Task to complete:
Rewrite every line of all the records below as a numbered list, skipping any blank lines and leaving the pictures out of the answer.

= = =

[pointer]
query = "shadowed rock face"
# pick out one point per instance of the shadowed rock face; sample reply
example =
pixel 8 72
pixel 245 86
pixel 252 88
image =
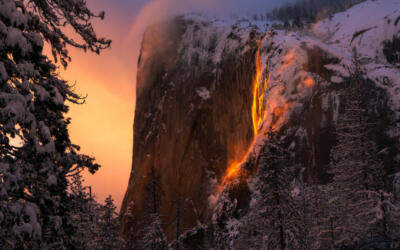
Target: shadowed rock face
pixel 193 118
pixel 190 122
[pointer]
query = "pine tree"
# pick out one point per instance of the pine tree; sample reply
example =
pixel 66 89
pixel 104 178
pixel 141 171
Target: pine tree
pixel 357 173
pixel 154 238
pixel 107 227
pixel 36 154
pixel 83 212
pixel 153 232
pixel 132 237
pixel 277 211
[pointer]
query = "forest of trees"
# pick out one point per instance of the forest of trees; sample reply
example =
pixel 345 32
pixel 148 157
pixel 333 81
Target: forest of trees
pixel 357 209
pixel 38 162
pixel 45 205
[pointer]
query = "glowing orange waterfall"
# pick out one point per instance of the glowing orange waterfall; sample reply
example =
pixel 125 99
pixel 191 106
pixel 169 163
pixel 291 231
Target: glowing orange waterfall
pixel 257 105
pixel 257 114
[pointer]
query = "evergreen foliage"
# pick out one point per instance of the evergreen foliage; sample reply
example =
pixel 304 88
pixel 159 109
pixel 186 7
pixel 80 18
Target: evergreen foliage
pixel 36 154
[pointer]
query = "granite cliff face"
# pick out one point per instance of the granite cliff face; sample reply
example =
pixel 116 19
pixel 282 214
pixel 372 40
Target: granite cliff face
pixel 193 116
pixel 208 91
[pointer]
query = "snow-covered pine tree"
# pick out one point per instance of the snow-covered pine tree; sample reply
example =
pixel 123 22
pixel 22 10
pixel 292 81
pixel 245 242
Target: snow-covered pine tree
pixel 132 238
pixel 107 227
pixel 358 176
pixel 154 238
pixel 319 219
pixel 278 218
pixel 83 210
pixel 153 232
pixel 36 154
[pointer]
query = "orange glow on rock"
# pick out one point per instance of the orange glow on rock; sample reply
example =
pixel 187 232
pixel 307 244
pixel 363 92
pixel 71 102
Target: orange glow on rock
pixel 308 81
pixel 231 173
pixel 257 110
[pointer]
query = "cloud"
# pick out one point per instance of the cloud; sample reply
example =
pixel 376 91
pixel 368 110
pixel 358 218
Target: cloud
pixel 158 10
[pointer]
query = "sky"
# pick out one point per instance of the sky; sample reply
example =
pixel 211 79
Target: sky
pixel 103 126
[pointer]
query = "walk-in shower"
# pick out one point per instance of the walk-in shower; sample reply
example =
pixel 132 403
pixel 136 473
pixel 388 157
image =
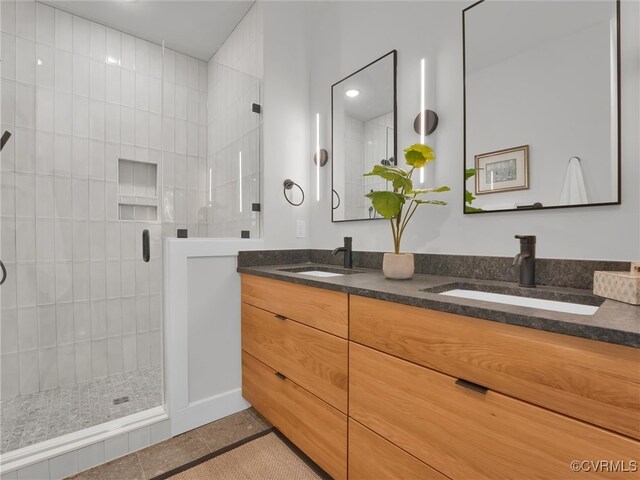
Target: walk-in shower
pixel 110 136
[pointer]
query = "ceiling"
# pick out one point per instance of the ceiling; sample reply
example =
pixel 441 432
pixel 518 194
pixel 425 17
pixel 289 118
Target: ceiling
pixel 375 84
pixel 196 28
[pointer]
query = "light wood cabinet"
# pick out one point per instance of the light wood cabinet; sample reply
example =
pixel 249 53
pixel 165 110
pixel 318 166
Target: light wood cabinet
pixel 315 360
pixel 464 433
pixel 594 381
pixel 373 457
pixel 315 307
pixel 318 429
pixel 431 395
pixel 294 365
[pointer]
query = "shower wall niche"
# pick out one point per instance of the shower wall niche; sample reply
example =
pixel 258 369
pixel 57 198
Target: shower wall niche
pixel 137 190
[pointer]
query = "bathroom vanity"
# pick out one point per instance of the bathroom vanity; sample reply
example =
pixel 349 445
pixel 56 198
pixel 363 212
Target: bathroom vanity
pixel 372 381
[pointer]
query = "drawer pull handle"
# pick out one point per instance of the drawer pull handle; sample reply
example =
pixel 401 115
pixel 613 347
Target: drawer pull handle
pixel 471 386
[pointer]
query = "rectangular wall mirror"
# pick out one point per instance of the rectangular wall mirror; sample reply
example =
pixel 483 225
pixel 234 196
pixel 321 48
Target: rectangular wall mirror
pixel 542 105
pixel 363 134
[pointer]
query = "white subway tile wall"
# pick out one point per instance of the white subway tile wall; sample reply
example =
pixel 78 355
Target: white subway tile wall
pixel 233 167
pixel 79 304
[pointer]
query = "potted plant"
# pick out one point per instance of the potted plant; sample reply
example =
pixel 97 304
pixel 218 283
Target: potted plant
pixel 400 204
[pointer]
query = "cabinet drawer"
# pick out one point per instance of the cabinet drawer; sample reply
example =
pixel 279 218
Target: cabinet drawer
pixel 322 309
pixel 467 434
pixel 315 427
pixel 595 381
pixel 373 457
pixel 313 359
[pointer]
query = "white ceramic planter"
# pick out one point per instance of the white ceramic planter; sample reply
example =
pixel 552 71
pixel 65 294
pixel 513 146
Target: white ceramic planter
pixel 398 266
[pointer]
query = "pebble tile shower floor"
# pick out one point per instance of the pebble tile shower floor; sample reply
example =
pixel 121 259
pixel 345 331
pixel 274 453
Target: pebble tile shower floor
pixel 36 417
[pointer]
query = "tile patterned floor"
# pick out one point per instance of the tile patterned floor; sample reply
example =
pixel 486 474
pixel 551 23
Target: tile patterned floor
pixel 177 451
pixel 33 418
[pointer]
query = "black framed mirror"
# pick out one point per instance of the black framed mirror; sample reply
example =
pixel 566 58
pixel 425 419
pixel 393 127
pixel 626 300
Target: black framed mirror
pixel 363 133
pixel 541 105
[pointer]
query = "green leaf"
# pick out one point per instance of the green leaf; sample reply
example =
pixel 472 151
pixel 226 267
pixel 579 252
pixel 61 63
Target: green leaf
pixel 468 197
pixel 396 175
pixel 386 204
pixel 470 209
pixel 469 172
pixel 419 155
pixel 429 202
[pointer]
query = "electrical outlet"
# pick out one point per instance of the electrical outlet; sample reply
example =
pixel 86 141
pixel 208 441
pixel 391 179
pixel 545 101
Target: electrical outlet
pixel 301 229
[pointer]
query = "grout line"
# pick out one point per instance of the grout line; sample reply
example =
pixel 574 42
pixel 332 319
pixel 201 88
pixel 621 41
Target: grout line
pixel 201 437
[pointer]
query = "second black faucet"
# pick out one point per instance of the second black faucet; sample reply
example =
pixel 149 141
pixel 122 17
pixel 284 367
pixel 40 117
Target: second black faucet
pixel 348 252
pixel 526 260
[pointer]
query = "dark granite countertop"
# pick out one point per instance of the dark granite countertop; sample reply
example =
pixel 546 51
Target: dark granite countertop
pixel 614 322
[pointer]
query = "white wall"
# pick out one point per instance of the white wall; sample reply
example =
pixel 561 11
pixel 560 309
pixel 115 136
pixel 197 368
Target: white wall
pixel 348 35
pixel 235 76
pixel 79 302
pixel 286 146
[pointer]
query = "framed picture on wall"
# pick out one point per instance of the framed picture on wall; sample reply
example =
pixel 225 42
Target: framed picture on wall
pixel 503 170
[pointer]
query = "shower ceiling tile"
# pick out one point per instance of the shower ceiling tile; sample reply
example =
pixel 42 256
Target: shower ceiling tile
pixel 26 19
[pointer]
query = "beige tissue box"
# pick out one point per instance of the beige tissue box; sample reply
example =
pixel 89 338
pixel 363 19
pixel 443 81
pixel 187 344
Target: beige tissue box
pixel 621 286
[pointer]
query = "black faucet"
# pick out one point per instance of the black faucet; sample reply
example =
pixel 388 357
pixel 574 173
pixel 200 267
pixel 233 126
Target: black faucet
pixel 348 252
pixel 526 260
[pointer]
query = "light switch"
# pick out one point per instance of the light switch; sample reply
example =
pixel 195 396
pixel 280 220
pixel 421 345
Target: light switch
pixel 301 229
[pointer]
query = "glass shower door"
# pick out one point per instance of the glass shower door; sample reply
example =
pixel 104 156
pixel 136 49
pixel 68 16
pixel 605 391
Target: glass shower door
pixel 80 316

= = =

Answer in full:
1. [pointer]
2. query = "shadowed rock face"
3. # pick out one point per instance of the shadowed rock face; sample reply
4. example =
5. pixel 8 72
6. pixel 245 86
7. pixel 252 88
8. image =
9. Target: shadowed rock face
10. pixel 193 118
11. pixel 190 122
12. [pointer]
13. query = "pine tree"
14. # pick out one point per instance of the pine tree; sample reply
15. example =
16. pixel 66 89
17. pixel 104 178
18. pixel 141 171
19. Target: pine tree
20. pixel 357 173
21. pixel 154 238
22. pixel 107 227
23. pixel 36 154
24. pixel 83 212
25. pixel 153 232
26. pixel 132 237
27. pixel 277 211
28. [pointer]
29. query = "forest of trees"
30. # pick out one point per instance of the forest of trees; sample reply
31. example =
32. pixel 345 32
33. pixel 148 157
34. pixel 333 81
35. Target: forest of trees
36. pixel 357 209
37. pixel 38 162
38. pixel 45 205
39. [pointer]
40. query = "glowing orange waterfall"
41. # pick out one point per instance of the glowing orange waterfall; sample reply
42. example =
43. pixel 125 99
44. pixel 191 106
45. pixel 169 163
46. pixel 291 231
47. Target: glowing orange waterfall
48. pixel 257 105
49. pixel 257 114
50. [pointer]
51. query = "evergreen foliage"
52. # pick out one point per instance of the evergreen foliage; sample reply
53. example =
54. pixel 304 88
55. pixel 159 109
56. pixel 186 7
57. pixel 80 18
58. Target: evergreen foliage
59. pixel 36 154
60. [pointer]
61. query = "granite cliff face"
62. # pick out one point per instance of the granite cliff face; sample reply
63. example =
64. pixel 116 19
65. pixel 282 214
66. pixel 372 40
67. Target: granite cliff face
68. pixel 193 116
69. pixel 208 91
70. [pointer]
71. query = "snow-covered pine tree"
72. # pick out one point per instance of the snow-covered pine tree; sample reply
73. example =
74. pixel 123 22
75. pixel 22 10
76. pixel 292 81
77. pixel 245 242
78. Target: snow-covered pine tree
79. pixel 132 238
80. pixel 107 227
81. pixel 358 176
82. pixel 154 238
83. pixel 319 219
84. pixel 278 218
85. pixel 83 210
86. pixel 153 232
87. pixel 36 154
88. [pointer]
89. query = "orange glow on rock"
90. # pick out one point per instance of the orange glow on rock; sample reply
91. example =
92. pixel 187 232
93. pixel 307 244
94. pixel 363 92
95. pixel 71 102
96. Target: orange glow on rock
97. pixel 308 81
98. pixel 231 173
99. pixel 257 110
100. [pointer]
101. query = "cloud"
102. # pick out one point per instance of the cloud; sample reply
103. example =
104. pixel 376 91
105. pixel 368 110
106. pixel 358 218
107. Target: cloud
108. pixel 158 10
109. [pointer]
110. query = "sky"
111. # pick out one point per instance of the sky; sample reply
112. example =
113. pixel 211 79
114. Target: sky
115. pixel 103 126
116. [pointer]
117. query = "walk-in shower"
118. # pick out one point per instance of the walk-in shower; sample reply
119. example =
120. pixel 132 403
121. pixel 136 473
122. pixel 388 157
123. image =
124. Target: walk-in shower
125. pixel 110 136
126. [pointer]
127. query = "ceiling"
128. # pick out one point per instance of the ceiling; sample reply
129. example =
130. pixel 441 432
131. pixel 518 194
132. pixel 425 17
133. pixel 289 118
134. Target: ceiling
135. pixel 375 84
136. pixel 196 28
137. [pointer]
138. query = "light wood cabinet"
139. # pick out one point per instance of the light wood cabinet; sample reply
140. example =
141. pixel 249 53
142. pixel 165 110
143. pixel 318 166
144. Target: light wood cabinet
145. pixel 315 360
146. pixel 464 433
147. pixel 594 381
148. pixel 373 457
149. pixel 315 307
150. pixel 318 429
151. pixel 431 395
152. pixel 294 365
153. [pointer]
154. query = "shower wall niche"
155. # pick out one point per instance of the shower wall niche; sample reply
156. example =
157. pixel 258 369
158. pixel 57 198
159. Target: shower wall niche
160. pixel 137 190
161. [pointer]
162. query = "bathroom vanity"
163. # pick out one point per instance of the bathroom vanity; sample reply
164. example =
165. pixel 349 445
166. pixel 56 198
167. pixel 363 212
168. Target: bathroom vanity
169. pixel 372 381
170. [pointer]
171. query = "drawer pull handle"
172. # pick out one point per instance of the drawer pull handle; sample reply
173. example =
174. pixel 401 115
175. pixel 613 347
176. Target: drawer pull handle
177. pixel 471 386
178. [pointer]
179. query = "rectangular wall mirror"
180. # pick out one point per instance of the rectangular wall mirror; sample reply
181. example =
182. pixel 483 225
183. pixel 234 196
184. pixel 321 48
185. Target: rectangular wall mirror
186. pixel 542 105
187. pixel 363 134
188. [pointer]
189. query = "white subway tile wall"
190. # pick out one point per instance of the white subway tile wall; sample reply
191. example =
192. pixel 78 355
193. Target: white subway tile wall
194. pixel 233 167
195. pixel 79 304
196. [pointer]
197. query = "potted plant"
198. # pick out one point per instance of the potted plant; sample reply
199. example =
200. pixel 97 304
201. pixel 218 283
202. Target: potted plant
203. pixel 400 204
204. [pointer]
205. query = "cabinet drawer"
206. # pick out one point per instance of the cabinet drawer; sample reply
207. example =
208. pixel 279 218
209. Target: cabinet drawer
210. pixel 322 309
211. pixel 467 434
212. pixel 315 427
213. pixel 595 381
214. pixel 373 457
215. pixel 313 359
216. [pointer]
217. query = "white ceramic planter"
218. # pick out one point per instance of the white ceramic planter; sample reply
219. example =
220. pixel 552 71
221. pixel 65 294
222. pixel 513 146
223. Target: white ceramic planter
224. pixel 398 266
225. [pointer]
226. query = "pebble tile shower floor"
227. # pick out one point per instance of the pebble tile shower floor; sample reply
228. example =
229. pixel 121 259
230. pixel 345 331
231. pixel 274 453
232. Target: pebble tile shower floor
233. pixel 36 417
234. [pointer]
235. query = "tile patterned floor"
236. # pick out one point per instance of the tile patterned floor; sample reply
237. example =
238. pixel 486 474
239. pixel 551 23
240. Target: tile patterned floor
241. pixel 177 451
242. pixel 33 418
243. [pointer]
244. query = "black framed mirror"
245. # pick out one point per instance of the black framed mirror; sample reply
246. example =
247. pixel 566 58
248. pixel 425 419
249. pixel 393 127
250. pixel 626 300
251. Target: black framed mirror
252. pixel 363 133
253. pixel 541 105
254. [pointer]
255. query = "green leaf"
256. # pick out one point per instance of the green leaf; sample reply
257. example =
258. pixel 472 151
259. pixel 226 267
260. pixel 579 252
261. pixel 61 63
262. Target: green leaf
263. pixel 468 197
264. pixel 396 175
265. pixel 386 204
266. pixel 470 209
267. pixel 469 172
268. pixel 419 155
269. pixel 429 202
270. [pointer]
271. query = "electrical outlet"
272. # pick out one point per instance of the electrical outlet; sample reply
273. example =
274. pixel 86 141
275. pixel 208 441
276. pixel 391 179
277. pixel 545 101
278. Target: electrical outlet
279. pixel 301 229
280. [pointer]
281. query = "grout line"
282. # pick out one point per instance of the grout line; sample reply
283. example =
284. pixel 574 42
285. pixel 332 319
286. pixel 201 88
287. pixel 621 41
288. Target: grout line
289. pixel 201 437
290. [pointer]
291. query = "second black faucet"
292. # pick out one point per instance of the second black faucet; sample reply
293. example =
294. pixel 149 141
295. pixel 122 17
296. pixel 284 367
297. pixel 40 117
298. Target: second black faucet
299. pixel 348 252
300. pixel 526 260
301. [pointer]
302. query = "dark granite countertop"
303. # pick out one point per instance of the dark granite countertop; sample reply
304. example =
305. pixel 546 51
306. Target: dark granite countertop
307. pixel 614 322
308. [pointer]
309. query = "white wall"
310. # pick out one point per instance of the white wall; sample reply
311. example =
312. pixel 561 11
313. pixel 560 309
314. pixel 115 136
315. pixel 197 368
316. Target: white wall
317. pixel 348 35
318. pixel 235 76
319. pixel 79 302
320. pixel 286 146
321. [pointer]
322. query = "framed picture on wall"
323. # pick out one point per instance of the framed picture on wall; sample reply
324. example =
325. pixel 225 42
326. Target: framed picture on wall
327. pixel 503 170
328. [pointer]
329. query = "shower ceiling tile"
330. # pick out one point per instance of the shower ceiling tile; sample reply
331. example =
332. pixel 42 256
333. Target: shower ceiling tile
334. pixel 26 19
335. [pointer]
336. query = "beige tissue box"
337. # pick out one point per instance of the beige tissue box; sample reply
338. example =
339. pixel 89 338
340. pixel 363 19
341. pixel 443 81
342. pixel 187 344
343. Target: beige tissue box
344. pixel 621 286
345. [pointer]
346. query = "black faucet"
347. # pick out one point per instance of the black faucet; sample reply
348. example =
349. pixel 388 357
350. pixel 574 173
351. pixel 200 267
352. pixel 233 126
353. Target: black faucet
354. pixel 348 252
355. pixel 526 260
356. [pointer]
357. query = "light switch"
358. # pick out one point per instance of the light switch; sample reply
359. example =
360. pixel 195 396
361. pixel 280 220
362. pixel 421 345
363. Target: light switch
364. pixel 301 229
365. [pointer]
366. query = "glass shower door"
367. # pick out one point per instance of the glass shower door; sample reply
368. example =
369. pixel 104 156
370. pixel 136 49
371. pixel 68 16
372. pixel 605 391
373. Target: glass shower door
374. pixel 80 316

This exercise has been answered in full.